■ **The data**:
--------------------------------------------------

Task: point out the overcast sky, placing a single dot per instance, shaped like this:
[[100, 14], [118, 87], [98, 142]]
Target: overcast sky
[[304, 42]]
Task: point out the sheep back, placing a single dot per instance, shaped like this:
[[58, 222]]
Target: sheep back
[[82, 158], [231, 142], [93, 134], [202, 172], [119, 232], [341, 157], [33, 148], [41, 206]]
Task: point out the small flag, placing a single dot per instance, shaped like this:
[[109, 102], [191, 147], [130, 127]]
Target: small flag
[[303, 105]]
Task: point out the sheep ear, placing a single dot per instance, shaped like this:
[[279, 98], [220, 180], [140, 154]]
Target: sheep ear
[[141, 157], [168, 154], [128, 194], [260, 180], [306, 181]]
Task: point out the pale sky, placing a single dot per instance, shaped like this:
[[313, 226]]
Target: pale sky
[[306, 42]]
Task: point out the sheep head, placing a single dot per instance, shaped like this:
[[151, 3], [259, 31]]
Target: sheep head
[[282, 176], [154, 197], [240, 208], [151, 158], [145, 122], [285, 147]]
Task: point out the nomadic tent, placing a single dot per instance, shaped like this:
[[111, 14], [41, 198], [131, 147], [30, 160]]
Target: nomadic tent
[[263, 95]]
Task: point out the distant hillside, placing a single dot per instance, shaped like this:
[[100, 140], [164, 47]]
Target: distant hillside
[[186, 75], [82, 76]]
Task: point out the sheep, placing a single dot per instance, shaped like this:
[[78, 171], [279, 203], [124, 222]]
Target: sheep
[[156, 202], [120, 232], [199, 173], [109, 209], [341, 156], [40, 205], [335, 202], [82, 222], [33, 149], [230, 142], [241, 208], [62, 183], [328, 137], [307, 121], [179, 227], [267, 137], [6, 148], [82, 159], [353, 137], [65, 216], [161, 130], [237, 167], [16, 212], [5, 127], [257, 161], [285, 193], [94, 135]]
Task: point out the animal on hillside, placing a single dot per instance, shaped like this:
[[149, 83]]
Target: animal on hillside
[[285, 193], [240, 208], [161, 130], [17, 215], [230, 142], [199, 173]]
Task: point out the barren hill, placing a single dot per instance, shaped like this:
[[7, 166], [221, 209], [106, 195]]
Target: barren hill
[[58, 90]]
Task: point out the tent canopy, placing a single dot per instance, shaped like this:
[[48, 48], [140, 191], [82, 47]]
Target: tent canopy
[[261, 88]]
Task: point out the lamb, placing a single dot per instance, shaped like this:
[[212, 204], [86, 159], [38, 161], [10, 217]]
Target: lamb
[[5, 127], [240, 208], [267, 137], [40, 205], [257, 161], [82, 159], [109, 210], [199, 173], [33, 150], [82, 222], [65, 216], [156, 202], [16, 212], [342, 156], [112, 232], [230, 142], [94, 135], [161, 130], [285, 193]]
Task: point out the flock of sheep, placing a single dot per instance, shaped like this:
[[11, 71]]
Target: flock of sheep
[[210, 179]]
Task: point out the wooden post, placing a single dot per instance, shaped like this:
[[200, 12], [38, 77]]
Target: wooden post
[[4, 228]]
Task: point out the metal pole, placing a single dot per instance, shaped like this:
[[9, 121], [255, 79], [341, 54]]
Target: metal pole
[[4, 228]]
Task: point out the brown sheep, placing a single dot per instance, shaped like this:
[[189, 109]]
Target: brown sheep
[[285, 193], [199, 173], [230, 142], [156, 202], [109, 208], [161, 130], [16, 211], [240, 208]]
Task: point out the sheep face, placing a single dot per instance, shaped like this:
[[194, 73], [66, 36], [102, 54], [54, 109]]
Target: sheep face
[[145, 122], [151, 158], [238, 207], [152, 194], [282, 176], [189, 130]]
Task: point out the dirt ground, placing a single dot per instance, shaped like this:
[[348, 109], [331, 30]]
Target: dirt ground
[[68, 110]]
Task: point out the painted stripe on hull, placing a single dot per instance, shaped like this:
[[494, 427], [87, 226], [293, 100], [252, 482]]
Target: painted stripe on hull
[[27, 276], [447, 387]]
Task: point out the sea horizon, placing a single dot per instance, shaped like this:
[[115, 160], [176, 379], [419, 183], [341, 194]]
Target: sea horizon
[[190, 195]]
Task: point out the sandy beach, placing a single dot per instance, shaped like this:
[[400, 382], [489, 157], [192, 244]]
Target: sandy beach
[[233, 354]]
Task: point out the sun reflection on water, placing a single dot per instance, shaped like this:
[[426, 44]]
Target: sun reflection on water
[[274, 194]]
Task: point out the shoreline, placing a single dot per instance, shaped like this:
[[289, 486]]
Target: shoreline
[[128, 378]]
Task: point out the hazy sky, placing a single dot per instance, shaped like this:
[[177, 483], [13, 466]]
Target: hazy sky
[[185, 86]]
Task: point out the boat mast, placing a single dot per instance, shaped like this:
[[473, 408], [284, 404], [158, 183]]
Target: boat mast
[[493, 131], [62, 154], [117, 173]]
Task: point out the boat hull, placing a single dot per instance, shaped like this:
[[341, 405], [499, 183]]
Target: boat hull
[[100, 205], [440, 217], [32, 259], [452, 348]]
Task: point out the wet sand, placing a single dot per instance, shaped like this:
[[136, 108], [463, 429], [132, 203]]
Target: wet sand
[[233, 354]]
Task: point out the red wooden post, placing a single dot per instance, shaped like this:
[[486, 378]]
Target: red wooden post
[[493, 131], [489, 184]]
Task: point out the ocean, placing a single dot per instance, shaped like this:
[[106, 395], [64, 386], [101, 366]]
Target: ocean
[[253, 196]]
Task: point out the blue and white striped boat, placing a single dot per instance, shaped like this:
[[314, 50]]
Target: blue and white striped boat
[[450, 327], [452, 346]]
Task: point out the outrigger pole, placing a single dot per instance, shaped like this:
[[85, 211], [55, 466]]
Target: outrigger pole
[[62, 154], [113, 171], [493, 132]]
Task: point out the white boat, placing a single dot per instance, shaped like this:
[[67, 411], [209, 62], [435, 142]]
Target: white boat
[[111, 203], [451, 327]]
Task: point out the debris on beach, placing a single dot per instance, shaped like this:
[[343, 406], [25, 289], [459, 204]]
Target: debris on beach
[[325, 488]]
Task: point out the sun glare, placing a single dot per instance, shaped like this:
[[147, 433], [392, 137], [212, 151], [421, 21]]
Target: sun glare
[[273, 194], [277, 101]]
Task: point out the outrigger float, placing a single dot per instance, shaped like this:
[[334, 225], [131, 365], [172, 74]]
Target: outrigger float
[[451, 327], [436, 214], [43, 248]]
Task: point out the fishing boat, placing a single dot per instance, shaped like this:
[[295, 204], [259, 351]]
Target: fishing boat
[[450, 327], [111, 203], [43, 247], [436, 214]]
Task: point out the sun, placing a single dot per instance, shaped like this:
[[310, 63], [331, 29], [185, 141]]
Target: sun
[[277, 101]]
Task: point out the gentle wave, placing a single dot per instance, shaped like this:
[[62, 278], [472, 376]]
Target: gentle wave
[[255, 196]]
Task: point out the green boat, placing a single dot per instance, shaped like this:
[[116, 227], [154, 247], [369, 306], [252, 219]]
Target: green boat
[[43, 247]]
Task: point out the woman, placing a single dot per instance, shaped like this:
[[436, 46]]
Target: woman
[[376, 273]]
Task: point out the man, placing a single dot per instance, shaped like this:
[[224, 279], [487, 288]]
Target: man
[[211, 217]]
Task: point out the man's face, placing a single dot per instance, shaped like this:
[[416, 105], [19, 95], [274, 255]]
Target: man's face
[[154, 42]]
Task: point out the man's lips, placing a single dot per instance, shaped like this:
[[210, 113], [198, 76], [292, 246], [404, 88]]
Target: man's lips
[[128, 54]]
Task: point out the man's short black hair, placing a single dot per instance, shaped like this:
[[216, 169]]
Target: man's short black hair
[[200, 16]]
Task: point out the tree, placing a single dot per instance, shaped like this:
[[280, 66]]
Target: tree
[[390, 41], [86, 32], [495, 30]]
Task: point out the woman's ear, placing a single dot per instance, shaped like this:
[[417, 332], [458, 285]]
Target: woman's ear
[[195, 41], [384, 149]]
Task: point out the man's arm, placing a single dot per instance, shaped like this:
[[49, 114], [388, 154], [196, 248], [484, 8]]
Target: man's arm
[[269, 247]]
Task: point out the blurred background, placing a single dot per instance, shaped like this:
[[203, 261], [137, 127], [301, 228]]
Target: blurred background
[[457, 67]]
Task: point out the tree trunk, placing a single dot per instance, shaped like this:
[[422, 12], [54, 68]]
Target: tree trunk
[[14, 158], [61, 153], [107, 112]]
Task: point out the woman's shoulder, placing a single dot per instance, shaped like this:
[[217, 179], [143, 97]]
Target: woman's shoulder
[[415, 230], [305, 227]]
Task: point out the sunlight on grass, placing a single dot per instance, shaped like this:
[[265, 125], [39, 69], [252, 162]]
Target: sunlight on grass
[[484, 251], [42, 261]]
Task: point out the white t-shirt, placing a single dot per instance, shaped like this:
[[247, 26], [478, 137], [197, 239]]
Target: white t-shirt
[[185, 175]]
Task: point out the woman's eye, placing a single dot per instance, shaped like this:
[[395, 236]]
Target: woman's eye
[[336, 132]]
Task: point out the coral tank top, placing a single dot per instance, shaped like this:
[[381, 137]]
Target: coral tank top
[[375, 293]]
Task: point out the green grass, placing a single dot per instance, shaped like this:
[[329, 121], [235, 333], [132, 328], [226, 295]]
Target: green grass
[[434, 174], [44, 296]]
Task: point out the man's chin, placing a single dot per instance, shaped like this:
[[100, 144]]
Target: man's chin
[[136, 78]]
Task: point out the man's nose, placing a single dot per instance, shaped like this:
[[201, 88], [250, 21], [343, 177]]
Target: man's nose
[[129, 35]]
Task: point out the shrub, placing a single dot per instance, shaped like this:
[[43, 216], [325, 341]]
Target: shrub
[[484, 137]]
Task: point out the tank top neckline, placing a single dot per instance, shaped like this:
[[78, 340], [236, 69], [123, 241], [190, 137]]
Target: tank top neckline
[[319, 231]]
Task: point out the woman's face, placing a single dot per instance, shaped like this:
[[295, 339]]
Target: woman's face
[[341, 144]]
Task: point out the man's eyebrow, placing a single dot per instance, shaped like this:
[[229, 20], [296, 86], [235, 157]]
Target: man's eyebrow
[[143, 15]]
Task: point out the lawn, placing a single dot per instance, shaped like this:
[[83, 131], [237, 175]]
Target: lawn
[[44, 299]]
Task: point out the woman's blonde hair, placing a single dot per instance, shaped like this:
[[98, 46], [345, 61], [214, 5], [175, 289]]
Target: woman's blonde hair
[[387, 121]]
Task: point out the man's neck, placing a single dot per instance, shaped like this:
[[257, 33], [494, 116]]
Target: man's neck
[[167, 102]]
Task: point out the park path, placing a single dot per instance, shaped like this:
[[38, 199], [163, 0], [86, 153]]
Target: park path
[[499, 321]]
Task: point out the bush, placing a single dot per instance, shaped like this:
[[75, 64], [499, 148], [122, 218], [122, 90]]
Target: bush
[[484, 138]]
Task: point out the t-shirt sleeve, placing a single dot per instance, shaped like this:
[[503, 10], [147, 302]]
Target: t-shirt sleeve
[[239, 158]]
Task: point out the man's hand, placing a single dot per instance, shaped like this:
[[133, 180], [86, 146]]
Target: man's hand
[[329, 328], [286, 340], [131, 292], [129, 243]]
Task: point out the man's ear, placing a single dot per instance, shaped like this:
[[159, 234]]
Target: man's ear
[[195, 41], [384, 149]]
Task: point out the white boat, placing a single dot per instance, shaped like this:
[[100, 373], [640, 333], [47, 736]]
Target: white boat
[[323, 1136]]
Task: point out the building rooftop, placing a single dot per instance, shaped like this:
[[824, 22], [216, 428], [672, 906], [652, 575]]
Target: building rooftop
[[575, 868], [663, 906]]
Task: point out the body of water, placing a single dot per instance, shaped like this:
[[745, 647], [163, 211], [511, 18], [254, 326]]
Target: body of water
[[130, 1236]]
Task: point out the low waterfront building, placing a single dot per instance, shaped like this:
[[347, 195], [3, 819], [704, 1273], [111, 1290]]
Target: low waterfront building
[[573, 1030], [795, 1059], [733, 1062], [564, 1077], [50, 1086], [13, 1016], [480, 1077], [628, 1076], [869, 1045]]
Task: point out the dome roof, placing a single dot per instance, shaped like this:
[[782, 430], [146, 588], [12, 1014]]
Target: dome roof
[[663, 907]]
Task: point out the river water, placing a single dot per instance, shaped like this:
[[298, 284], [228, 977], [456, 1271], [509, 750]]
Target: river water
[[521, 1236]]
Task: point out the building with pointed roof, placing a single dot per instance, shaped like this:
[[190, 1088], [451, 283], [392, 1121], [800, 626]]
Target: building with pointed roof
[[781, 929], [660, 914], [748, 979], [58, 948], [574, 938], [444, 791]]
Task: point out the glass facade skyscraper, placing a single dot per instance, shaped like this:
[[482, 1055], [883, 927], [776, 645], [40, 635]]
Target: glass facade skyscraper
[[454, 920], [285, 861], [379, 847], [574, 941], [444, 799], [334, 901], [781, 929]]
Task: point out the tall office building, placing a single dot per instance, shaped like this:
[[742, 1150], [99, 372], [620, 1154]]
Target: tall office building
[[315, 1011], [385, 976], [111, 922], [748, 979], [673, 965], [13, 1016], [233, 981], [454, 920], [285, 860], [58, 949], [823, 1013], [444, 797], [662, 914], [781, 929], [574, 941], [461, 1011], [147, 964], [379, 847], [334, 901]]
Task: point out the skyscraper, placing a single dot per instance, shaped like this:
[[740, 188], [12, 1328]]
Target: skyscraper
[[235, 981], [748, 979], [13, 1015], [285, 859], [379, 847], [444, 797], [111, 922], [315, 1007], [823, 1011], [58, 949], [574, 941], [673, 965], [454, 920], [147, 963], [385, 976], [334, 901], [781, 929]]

--------------------------------------------------

■ **Directions for this task**:
Give again, word for word, the lines of the listing, starting at its first line and ending with the line containing "[[279, 98], [220, 180], [140, 154]]".

■ **Expected answer**:
Task: point out the overcast sky, placing a single dot per instance, shaped like this:
[[100, 14], [118, 87], [98, 142]]
Target: overcast sky
[[304, 42]]
Task: point out the sheep back, placing a single dot per instance, shaped like this:
[[58, 222]]
Target: sheep back
[[82, 158], [231, 142], [93, 134], [202, 172], [119, 232], [341, 157], [33, 148], [41, 206]]
Task: point out the small flag, placing a single dot per instance, shaped like this:
[[109, 102], [191, 147], [130, 127]]
Target: small flag
[[303, 105]]
Task: point out the sheep ear, placing a single dot per instance, shaped like this:
[[279, 98], [220, 180], [140, 154]]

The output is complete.